▸ **Requirements**: Using the records below, reproduce exactly the lines from the one containing "Indicate every instance of the person" through the end, and nothing more; skip the images.

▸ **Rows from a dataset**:

+ + + + +

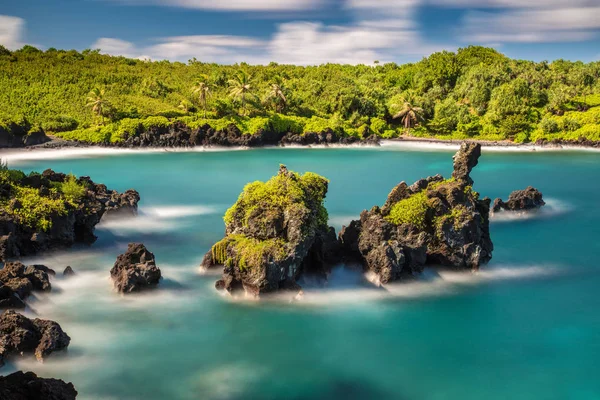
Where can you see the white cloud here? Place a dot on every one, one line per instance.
(315, 43)
(532, 26)
(11, 32)
(232, 5)
(209, 48)
(303, 43)
(531, 4)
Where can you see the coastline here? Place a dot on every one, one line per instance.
(59, 148)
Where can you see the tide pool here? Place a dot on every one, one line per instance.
(527, 326)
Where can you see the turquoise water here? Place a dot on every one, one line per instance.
(526, 327)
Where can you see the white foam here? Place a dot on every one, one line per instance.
(177, 211)
(26, 155)
(426, 145)
(153, 219)
(443, 283)
(341, 220)
(552, 208)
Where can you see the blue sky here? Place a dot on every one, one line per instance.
(305, 31)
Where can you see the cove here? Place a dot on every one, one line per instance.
(524, 327)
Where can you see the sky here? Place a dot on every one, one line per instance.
(305, 32)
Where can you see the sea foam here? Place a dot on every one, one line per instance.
(553, 208)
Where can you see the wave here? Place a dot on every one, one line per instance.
(426, 145)
(552, 209)
(431, 283)
(341, 220)
(156, 219)
(21, 156)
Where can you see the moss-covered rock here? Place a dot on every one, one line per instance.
(276, 231)
(434, 221)
(52, 210)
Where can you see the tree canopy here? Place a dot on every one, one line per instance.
(474, 92)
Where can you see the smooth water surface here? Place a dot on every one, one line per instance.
(526, 327)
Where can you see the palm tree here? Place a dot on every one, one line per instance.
(185, 106)
(239, 87)
(202, 89)
(276, 94)
(410, 115)
(98, 103)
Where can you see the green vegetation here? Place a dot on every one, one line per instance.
(412, 210)
(475, 93)
(249, 253)
(285, 191)
(33, 207)
(260, 213)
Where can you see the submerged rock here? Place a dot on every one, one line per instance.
(73, 223)
(275, 232)
(135, 270)
(68, 271)
(28, 386)
(520, 200)
(434, 221)
(19, 335)
(18, 281)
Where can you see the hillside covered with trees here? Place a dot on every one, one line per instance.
(474, 93)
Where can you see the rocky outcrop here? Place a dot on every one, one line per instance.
(434, 221)
(135, 270)
(20, 335)
(28, 386)
(180, 135)
(18, 281)
(520, 200)
(75, 225)
(276, 232)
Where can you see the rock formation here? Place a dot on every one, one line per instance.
(68, 271)
(520, 200)
(72, 222)
(19, 335)
(275, 232)
(180, 135)
(135, 270)
(28, 386)
(434, 221)
(18, 281)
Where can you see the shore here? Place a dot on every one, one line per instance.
(59, 148)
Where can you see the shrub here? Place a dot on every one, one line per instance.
(570, 125)
(378, 126)
(61, 123)
(72, 189)
(549, 125)
(412, 210)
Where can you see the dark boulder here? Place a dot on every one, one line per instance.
(275, 233)
(432, 222)
(76, 225)
(20, 335)
(135, 270)
(28, 386)
(520, 200)
(18, 281)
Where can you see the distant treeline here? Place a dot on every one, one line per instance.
(473, 93)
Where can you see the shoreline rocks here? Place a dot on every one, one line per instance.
(20, 335)
(432, 222)
(135, 270)
(520, 200)
(27, 385)
(76, 225)
(276, 232)
(18, 281)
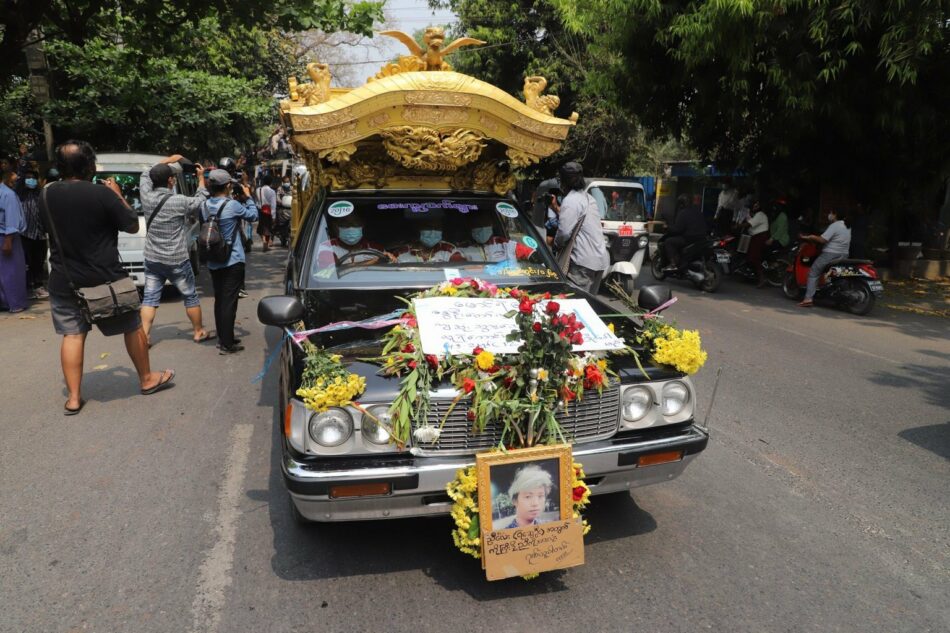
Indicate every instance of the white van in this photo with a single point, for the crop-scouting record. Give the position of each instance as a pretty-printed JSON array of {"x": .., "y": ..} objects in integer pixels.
[{"x": 126, "y": 170}]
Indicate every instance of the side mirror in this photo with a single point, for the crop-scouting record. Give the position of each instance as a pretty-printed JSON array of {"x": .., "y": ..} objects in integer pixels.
[
  {"x": 650, "y": 297},
  {"x": 279, "y": 310}
]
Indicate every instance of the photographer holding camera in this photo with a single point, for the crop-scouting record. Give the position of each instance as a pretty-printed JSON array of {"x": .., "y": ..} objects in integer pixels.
[
  {"x": 168, "y": 216},
  {"x": 227, "y": 277}
]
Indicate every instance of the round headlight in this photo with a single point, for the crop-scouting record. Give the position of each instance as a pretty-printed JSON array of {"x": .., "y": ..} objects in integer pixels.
[
  {"x": 332, "y": 427},
  {"x": 675, "y": 397},
  {"x": 636, "y": 403},
  {"x": 374, "y": 431}
]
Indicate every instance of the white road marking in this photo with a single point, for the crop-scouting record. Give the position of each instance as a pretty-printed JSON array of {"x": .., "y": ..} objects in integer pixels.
[{"x": 215, "y": 574}]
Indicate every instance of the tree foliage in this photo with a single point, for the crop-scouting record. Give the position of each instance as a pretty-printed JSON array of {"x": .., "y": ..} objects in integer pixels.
[{"x": 850, "y": 90}]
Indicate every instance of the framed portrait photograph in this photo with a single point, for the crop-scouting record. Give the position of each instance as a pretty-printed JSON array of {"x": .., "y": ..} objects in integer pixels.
[{"x": 524, "y": 487}]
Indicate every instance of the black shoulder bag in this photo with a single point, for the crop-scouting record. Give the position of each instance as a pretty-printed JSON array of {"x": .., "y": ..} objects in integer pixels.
[{"x": 96, "y": 303}]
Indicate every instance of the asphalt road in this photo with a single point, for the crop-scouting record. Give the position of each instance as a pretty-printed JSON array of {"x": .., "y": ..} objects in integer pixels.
[{"x": 821, "y": 503}]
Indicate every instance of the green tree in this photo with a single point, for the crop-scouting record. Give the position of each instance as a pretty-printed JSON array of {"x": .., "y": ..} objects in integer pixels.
[{"x": 854, "y": 91}]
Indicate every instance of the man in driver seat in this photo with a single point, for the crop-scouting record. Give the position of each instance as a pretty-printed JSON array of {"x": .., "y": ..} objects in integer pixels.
[
  {"x": 487, "y": 247},
  {"x": 347, "y": 242},
  {"x": 429, "y": 246}
]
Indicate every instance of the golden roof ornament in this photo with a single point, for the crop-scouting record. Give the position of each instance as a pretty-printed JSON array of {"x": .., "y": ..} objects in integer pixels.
[{"x": 419, "y": 125}]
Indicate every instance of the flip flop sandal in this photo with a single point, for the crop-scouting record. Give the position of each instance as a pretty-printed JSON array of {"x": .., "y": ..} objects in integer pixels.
[
  {"x": 210, "y": 335},
  {"x": 68, "y": 411},
  {"x": 163, "y": 383}
]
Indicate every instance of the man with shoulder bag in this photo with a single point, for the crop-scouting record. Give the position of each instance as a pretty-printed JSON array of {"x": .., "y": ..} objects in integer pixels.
[
  {"x": 220, "y": 240},
  {"x": 87, "y": 284},
  {"x": 579, "y": 237},
  {"x": 168, "y": 216}
]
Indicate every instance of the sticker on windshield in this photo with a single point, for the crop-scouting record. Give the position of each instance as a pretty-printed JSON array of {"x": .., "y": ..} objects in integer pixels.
[
  {"x": 506, "y": 210},
  {"x": 340, "y": 209}
]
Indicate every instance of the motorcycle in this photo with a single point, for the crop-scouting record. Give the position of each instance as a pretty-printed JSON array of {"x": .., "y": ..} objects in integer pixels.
[
  {"x": 626, "y": 256},
  {"x": 851, "y": 284},
  {"x": 281, "y": 228},
  {"x": 775, "y": 261},
  {"x": 704, "y": 261}
]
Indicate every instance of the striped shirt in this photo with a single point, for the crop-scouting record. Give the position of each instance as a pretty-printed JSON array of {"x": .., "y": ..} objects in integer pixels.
[{"x": 167, "y": 239}]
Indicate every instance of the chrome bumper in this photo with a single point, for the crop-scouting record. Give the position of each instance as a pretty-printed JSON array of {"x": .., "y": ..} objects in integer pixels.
[{"x": 418, "y": 488}]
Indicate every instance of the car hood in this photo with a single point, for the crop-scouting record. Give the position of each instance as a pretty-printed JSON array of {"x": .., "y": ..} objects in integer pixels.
[{"x": 323, "y": 307}]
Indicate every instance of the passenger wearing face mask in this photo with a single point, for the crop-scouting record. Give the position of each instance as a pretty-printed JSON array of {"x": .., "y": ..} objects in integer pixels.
[
  {"x": 485, "y": 246},
  {"x": 429, "y": 247},
  {"x": 348, "y": 238},
  {"x": 34, "y": 237}
]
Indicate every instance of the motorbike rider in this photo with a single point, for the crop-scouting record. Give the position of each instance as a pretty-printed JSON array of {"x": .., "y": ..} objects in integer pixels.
[
  {"x": 836, "y": 241},
  {"x": 688, "y": 228}
]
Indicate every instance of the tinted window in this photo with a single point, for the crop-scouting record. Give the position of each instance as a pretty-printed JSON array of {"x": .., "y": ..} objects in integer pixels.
[
  {"x": 403, "y": 241},
  {"x": 621, "y": 204}
]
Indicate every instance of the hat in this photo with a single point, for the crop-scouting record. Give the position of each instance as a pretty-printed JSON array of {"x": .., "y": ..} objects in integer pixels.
[
  {"x": 220, "y": 177},
  {"x": 571, "y": 169},
  {"x": 160, "y": 174}
]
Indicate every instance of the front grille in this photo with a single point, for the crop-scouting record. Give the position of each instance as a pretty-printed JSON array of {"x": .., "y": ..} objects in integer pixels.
[{"x": 593, "y": 418}]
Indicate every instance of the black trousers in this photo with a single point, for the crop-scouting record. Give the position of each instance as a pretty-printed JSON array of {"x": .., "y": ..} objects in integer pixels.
[
  {"x": 227, "y": 283},
  {"x": 35, "y": 252}
]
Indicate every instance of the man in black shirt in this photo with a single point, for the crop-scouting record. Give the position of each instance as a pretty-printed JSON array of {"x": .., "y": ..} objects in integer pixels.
[
  {"x": 688, "y": 227},
  {"x": 87, "y": 218}
]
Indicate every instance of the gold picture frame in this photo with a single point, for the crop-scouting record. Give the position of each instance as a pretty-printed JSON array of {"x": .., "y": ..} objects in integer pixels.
[{"x": 505, "y": 466}]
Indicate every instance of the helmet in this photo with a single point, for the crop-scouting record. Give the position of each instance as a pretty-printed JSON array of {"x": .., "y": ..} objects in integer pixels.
[{"x": 227, "y": 164}]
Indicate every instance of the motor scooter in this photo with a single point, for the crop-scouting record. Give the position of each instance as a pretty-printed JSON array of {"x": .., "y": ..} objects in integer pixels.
[
  {"x": 775, "y": 262},
  {"x": 701, "y": 262},
  {"x": 851, "y": 284}
]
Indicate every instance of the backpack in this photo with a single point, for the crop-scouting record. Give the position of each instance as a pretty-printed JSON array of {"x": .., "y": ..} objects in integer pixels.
[{"x": 211, "y": 245}]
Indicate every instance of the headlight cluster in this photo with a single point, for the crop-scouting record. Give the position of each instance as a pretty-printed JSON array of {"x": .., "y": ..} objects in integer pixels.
[{"x": 656, "y": 404}]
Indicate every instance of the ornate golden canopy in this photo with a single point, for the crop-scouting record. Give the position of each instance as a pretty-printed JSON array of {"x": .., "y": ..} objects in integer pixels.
[{"x": 414, "y": 128}]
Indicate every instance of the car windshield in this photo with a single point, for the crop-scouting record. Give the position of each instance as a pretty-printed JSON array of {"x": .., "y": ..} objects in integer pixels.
[
  {"x": 411, "y": 241},
  {"x": 620, "y": 204},
  {"x": 128, "y": 183}
]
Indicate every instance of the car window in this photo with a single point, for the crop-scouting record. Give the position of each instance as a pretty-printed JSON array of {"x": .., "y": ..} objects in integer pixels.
[
  {"x": 128, "y": 183},
  {"x": 621, "y": 204},
  {"x": 403, "y": 241}
]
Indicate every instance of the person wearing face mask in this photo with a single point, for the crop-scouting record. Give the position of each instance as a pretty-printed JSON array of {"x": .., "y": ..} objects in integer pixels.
[
  {"x": 836, "y": 241},
  {"x": 485, "y": 246},
  {"x": 348, "y": 239},
  {"x": 34, "y": 237},
  {"x": 429, "y": 247}
]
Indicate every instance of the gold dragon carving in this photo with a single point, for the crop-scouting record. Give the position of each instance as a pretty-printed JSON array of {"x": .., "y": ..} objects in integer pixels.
[
  {"x": 430, "y": 150},
  {"x": 432, "y": 57}
]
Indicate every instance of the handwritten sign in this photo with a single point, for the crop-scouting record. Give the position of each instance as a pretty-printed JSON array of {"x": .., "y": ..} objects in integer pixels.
[
  {"x": 458, "y": 325},
  {"x": 531, "y": 550}
]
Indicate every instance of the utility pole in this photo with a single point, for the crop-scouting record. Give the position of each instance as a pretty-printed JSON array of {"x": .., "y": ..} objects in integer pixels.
[{"x": 39, "y": 84}]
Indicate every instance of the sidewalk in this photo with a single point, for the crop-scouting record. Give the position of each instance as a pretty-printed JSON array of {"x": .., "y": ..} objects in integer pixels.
[{"x": 918, "y": 296}]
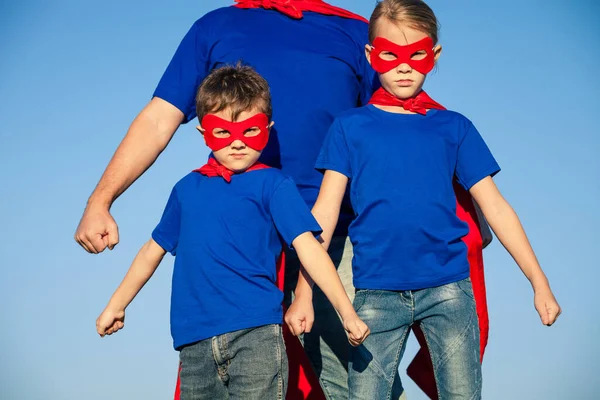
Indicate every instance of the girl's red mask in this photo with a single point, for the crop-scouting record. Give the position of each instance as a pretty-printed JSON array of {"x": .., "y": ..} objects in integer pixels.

+ + + + +

▸ **In response**:
Indicate every instance of the person wearing face mask in this photo with a single point, for the crop-scouting record. Give the position of each instance as a pretty-printed JSON array of {"x": .., "y": ..} objects in integer pixels.
[
  {"x": 836, "y": 241},
  {"x": 485, "y": 246},
  {"x": 348, "y": 239},
  {"x": 34, "y": 237},
  {"x": 429, "y": 247}
]
Indicate every instance of the gold dragon carving in this photo with a single point, for the crop-scouting record. Give the position of each instance as a pretty-printed JSON array of {"x": .., "y": ..} objects in integer pixels.
[
  {"x": 430, "y": 150},
  {"x": 432, "y": 57}
]
Indicate every instance of the handwritten sign in this photo with a single point, for the crop-scouting record. Give the position of each instance as a pretty-printed JSON array of {"x": .., "y": ..} objects in integer pixels.
[
  {"x": 458, "y": 325},
  {"x": 531, "y": 550}
]
Indicate every instance of the utility pole in this photo with a single point, for the crop-scouting record. Give the position of each instance as a pretty-printed JSON array of {"x": .., "y": ..} objects in integer pixels.
[{"x": 39, "y": 84}]
Indicate every instance of the sidewalk in this photo with a single point, for the crop-scouting record. Give the position of each instance as a pretty-printed JSON array of {"x": .., "y": ..} objects in integer pixels.
[{"x": 918, "y": 296}]
Indicate every instance of the girl's red mask in this photo with a single point, for the crop-scouting record. Give the position of each instance as a pretty-printed JSON array of {"x": .., "y": ..} objects in integer pixels.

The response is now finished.